- [Exercise instructions]: Check every line in the listing below for "coordinates". Copy the ones where it occurs.

- [Data for analysis]:
::::

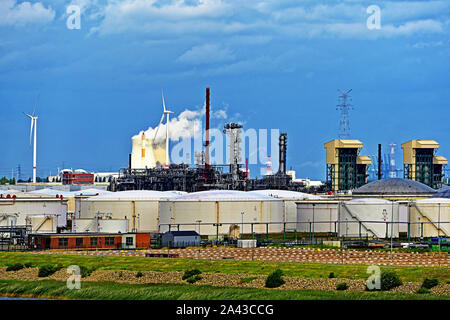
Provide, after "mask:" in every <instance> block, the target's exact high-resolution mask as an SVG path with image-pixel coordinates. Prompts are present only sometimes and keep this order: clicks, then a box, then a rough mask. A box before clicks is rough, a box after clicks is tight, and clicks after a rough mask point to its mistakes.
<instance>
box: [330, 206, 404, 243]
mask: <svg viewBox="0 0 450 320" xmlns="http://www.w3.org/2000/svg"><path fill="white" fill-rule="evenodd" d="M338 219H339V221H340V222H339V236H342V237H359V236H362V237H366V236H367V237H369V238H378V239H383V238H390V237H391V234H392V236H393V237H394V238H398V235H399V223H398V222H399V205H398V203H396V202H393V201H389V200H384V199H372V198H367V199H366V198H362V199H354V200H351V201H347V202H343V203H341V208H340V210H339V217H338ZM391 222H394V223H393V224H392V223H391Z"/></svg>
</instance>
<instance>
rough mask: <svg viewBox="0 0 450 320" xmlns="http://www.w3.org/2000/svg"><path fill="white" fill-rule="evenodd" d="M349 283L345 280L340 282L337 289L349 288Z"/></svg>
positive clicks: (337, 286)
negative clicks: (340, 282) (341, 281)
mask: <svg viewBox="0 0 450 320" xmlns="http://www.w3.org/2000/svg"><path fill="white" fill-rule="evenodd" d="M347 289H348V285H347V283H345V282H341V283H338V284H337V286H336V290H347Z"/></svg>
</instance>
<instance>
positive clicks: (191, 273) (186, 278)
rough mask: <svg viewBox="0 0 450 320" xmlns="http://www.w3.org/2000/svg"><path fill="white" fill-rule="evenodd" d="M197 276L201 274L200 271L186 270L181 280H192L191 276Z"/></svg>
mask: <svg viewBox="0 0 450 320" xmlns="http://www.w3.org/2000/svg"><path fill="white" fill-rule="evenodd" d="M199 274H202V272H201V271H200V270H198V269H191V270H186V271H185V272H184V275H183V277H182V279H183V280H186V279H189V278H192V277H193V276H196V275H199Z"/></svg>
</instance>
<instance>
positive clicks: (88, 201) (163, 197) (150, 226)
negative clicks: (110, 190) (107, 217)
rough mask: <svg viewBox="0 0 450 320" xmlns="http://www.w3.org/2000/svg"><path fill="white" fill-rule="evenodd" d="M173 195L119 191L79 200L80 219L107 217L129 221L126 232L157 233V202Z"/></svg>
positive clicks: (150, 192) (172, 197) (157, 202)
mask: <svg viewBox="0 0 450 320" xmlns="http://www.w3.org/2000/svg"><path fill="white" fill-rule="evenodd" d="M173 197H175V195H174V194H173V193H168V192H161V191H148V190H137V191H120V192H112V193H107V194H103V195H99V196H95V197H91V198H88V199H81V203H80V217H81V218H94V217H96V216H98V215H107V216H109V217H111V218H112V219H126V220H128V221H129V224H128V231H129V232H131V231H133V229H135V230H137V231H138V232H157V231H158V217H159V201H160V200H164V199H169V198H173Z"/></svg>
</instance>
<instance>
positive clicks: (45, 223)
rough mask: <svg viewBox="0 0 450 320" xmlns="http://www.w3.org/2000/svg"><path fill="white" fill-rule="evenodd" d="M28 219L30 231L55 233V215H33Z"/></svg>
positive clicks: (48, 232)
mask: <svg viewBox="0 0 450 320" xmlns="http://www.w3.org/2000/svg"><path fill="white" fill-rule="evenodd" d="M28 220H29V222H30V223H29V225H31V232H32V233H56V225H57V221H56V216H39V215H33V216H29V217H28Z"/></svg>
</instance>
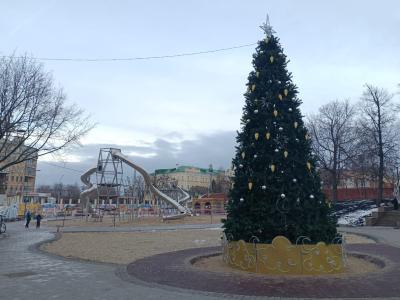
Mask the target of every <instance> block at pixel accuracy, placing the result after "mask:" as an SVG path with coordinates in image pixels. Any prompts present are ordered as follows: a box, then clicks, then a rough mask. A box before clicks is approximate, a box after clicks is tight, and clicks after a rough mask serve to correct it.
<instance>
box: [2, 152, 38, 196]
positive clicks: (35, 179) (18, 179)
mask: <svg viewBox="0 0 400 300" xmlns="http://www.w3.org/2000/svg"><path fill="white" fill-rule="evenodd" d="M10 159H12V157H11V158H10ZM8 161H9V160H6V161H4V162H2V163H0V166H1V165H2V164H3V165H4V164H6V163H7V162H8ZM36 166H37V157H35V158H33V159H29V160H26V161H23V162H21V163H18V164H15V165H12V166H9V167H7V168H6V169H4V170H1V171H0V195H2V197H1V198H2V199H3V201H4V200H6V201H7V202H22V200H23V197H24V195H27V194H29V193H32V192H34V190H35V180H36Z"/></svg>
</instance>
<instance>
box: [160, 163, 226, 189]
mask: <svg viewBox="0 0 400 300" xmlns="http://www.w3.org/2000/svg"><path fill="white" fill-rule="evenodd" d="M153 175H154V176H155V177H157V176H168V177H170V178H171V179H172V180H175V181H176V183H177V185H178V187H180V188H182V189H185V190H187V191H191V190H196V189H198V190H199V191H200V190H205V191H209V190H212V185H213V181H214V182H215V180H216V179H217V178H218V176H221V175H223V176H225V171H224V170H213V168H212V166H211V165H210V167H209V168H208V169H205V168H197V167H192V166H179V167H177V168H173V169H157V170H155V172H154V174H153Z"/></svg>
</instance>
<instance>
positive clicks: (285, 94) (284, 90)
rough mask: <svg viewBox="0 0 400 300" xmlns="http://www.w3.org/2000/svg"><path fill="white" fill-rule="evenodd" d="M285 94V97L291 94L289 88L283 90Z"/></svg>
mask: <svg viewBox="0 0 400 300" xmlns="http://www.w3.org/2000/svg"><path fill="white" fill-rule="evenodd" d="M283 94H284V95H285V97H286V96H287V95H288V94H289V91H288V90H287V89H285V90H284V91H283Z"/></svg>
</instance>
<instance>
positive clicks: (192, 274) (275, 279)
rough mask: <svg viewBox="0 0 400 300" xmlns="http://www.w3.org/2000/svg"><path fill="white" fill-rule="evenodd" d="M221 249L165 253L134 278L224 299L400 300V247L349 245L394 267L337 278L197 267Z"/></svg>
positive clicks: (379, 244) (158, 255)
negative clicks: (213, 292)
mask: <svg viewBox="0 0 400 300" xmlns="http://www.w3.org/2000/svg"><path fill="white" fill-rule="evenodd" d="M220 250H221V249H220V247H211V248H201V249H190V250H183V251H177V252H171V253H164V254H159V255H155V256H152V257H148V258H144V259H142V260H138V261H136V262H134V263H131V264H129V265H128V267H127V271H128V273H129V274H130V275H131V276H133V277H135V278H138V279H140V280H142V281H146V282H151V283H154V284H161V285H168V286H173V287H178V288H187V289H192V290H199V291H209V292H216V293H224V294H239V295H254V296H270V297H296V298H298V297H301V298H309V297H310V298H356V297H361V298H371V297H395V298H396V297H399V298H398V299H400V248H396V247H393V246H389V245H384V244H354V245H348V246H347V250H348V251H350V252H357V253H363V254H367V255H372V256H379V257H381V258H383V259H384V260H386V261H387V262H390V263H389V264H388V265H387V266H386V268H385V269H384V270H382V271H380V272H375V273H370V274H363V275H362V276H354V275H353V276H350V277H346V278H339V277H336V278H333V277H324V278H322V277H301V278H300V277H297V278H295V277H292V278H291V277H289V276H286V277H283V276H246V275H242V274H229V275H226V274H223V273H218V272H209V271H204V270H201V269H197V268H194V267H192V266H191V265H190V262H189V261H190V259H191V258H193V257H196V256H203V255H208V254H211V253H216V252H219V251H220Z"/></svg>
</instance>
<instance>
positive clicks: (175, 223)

::::

- [Reply to the task]:
Provide, after "mask:" in every <instance> block, the target's exact high-resolution mask as an SVG path with image-pixel coordinates. Prompts are present only sometimes and keep this order: clicks, then a box, then a rough mask. A box before clicks is rough, a box after clicks is tight, and clicks after a rough mask point to its mistakes.
Mask the target of every <instance> block at pixel accuracy, placing the result after "mask:" as an SVG path with coordinates in image pixels. Any prompts present are ordered as follows: a box, then clicks, then a rough mask. A box before clicks is approximate, a box after clicks is tight, and clicks after a rough mask serve to correct it.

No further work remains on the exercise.